◆ Exercise
Go through the entries below and copy every line that holds the word "lamp".

START Source data

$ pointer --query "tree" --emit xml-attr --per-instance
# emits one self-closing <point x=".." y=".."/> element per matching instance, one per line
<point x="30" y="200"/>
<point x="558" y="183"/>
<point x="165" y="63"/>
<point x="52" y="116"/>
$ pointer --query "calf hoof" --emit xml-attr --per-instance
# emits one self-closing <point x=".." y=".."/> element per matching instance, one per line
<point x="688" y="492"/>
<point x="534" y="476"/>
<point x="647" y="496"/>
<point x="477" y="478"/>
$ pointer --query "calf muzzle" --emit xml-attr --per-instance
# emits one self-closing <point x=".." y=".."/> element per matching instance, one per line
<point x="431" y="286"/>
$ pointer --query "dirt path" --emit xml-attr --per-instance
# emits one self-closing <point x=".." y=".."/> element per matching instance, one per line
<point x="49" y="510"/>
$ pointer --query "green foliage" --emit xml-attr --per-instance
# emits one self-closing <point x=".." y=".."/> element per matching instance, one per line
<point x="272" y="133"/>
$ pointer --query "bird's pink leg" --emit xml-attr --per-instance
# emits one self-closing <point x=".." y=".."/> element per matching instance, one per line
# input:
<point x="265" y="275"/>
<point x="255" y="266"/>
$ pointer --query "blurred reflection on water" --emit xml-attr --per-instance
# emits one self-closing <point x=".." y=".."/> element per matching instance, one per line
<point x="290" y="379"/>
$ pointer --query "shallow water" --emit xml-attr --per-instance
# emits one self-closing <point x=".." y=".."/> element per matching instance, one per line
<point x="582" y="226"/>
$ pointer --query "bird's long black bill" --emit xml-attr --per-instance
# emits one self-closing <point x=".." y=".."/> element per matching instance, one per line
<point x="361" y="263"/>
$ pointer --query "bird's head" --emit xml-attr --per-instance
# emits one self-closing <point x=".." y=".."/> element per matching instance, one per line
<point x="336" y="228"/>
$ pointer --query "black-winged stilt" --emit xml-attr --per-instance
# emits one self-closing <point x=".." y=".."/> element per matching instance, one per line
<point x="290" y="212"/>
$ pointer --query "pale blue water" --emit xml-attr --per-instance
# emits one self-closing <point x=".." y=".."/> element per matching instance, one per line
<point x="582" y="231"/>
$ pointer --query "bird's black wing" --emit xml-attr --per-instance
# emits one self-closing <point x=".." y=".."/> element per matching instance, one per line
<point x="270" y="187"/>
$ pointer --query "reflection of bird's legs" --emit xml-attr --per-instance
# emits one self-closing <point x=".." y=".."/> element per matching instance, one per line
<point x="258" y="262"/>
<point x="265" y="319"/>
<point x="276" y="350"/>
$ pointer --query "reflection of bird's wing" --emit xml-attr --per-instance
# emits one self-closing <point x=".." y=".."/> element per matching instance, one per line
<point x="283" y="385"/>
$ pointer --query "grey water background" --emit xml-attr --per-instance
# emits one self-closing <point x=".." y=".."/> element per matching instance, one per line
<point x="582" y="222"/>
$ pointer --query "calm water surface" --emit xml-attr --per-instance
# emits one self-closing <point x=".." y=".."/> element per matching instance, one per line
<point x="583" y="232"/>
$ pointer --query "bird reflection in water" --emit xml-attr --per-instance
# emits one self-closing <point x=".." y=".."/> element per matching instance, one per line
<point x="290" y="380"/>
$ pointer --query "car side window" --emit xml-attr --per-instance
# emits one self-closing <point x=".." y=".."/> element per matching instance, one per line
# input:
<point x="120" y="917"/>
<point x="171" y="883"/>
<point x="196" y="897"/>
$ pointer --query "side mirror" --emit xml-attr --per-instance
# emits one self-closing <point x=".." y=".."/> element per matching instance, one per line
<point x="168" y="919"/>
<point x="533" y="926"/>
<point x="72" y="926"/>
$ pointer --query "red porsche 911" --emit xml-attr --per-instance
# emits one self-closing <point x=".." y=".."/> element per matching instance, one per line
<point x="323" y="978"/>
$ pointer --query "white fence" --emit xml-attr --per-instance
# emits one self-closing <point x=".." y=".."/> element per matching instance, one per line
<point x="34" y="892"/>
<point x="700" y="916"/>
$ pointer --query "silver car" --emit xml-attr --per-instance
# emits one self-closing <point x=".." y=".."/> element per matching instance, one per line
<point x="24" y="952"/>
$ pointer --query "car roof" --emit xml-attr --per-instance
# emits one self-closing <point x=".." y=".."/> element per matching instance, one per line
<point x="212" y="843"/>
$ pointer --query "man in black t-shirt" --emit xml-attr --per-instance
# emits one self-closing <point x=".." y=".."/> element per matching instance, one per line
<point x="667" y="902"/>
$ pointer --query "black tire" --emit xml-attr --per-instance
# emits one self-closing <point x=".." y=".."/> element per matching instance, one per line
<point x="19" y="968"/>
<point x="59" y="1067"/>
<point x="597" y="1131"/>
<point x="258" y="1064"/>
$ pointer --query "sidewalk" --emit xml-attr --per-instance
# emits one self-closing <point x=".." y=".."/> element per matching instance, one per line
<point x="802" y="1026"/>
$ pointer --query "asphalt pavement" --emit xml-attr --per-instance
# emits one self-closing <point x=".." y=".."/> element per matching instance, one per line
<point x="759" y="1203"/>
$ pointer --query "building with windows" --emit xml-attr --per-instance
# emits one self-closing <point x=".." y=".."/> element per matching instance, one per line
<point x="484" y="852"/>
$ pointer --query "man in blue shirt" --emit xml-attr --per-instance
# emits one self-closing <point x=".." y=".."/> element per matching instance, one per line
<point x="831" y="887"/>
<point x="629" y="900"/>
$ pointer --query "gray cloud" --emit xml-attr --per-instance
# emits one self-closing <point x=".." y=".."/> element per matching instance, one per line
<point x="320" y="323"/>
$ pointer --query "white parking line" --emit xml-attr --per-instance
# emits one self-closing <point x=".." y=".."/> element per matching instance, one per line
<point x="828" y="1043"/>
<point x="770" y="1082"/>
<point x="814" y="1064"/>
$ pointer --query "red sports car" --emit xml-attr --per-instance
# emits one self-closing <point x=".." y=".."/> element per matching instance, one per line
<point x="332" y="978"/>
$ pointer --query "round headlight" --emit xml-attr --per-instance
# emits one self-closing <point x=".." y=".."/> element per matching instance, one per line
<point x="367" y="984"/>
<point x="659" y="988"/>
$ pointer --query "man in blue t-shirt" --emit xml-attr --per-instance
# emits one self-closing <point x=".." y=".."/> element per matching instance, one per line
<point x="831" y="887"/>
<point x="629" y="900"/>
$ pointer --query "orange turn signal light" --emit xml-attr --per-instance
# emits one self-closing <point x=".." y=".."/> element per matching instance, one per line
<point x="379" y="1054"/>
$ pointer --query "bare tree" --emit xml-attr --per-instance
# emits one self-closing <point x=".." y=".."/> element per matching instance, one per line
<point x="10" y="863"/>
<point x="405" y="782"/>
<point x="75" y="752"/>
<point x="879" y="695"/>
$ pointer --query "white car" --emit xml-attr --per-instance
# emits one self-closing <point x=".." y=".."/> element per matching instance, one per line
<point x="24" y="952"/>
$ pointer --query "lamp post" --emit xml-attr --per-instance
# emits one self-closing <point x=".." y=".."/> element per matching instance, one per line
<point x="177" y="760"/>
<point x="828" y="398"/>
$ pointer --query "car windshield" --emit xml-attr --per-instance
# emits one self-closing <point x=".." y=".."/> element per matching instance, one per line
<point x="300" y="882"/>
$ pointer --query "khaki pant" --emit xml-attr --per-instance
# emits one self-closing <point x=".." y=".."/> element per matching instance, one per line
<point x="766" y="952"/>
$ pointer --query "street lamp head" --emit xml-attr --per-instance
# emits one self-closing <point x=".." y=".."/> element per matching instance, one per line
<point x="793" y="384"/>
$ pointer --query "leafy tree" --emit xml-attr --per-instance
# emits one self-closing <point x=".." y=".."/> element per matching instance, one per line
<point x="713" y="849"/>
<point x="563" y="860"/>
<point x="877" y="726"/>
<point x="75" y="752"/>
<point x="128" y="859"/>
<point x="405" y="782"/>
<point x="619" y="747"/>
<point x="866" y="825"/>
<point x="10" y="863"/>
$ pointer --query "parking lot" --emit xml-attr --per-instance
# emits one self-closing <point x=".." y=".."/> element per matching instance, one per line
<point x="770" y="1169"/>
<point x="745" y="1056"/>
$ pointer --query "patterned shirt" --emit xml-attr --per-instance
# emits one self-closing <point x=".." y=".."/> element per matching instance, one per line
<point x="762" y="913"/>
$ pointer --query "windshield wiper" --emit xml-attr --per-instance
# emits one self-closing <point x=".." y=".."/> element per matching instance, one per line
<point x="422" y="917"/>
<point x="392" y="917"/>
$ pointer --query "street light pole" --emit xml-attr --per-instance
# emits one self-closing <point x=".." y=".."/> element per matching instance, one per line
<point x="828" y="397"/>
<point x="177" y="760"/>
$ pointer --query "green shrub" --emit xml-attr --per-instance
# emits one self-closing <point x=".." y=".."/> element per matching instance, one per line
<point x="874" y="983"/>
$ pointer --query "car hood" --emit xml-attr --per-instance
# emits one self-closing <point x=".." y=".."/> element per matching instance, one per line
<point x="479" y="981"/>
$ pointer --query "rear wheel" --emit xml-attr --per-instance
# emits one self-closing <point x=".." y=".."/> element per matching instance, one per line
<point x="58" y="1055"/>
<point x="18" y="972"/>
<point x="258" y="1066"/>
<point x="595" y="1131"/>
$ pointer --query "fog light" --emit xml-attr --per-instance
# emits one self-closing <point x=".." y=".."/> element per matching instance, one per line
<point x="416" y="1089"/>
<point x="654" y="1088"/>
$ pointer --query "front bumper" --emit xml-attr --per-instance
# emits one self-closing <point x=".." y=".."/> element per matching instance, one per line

END Source data

◆ Task output
$ pointer --query "lamp post" --emit xml-attr --per-instance
$ pointer --query "street lamp head" --emit xml-attr --per-instance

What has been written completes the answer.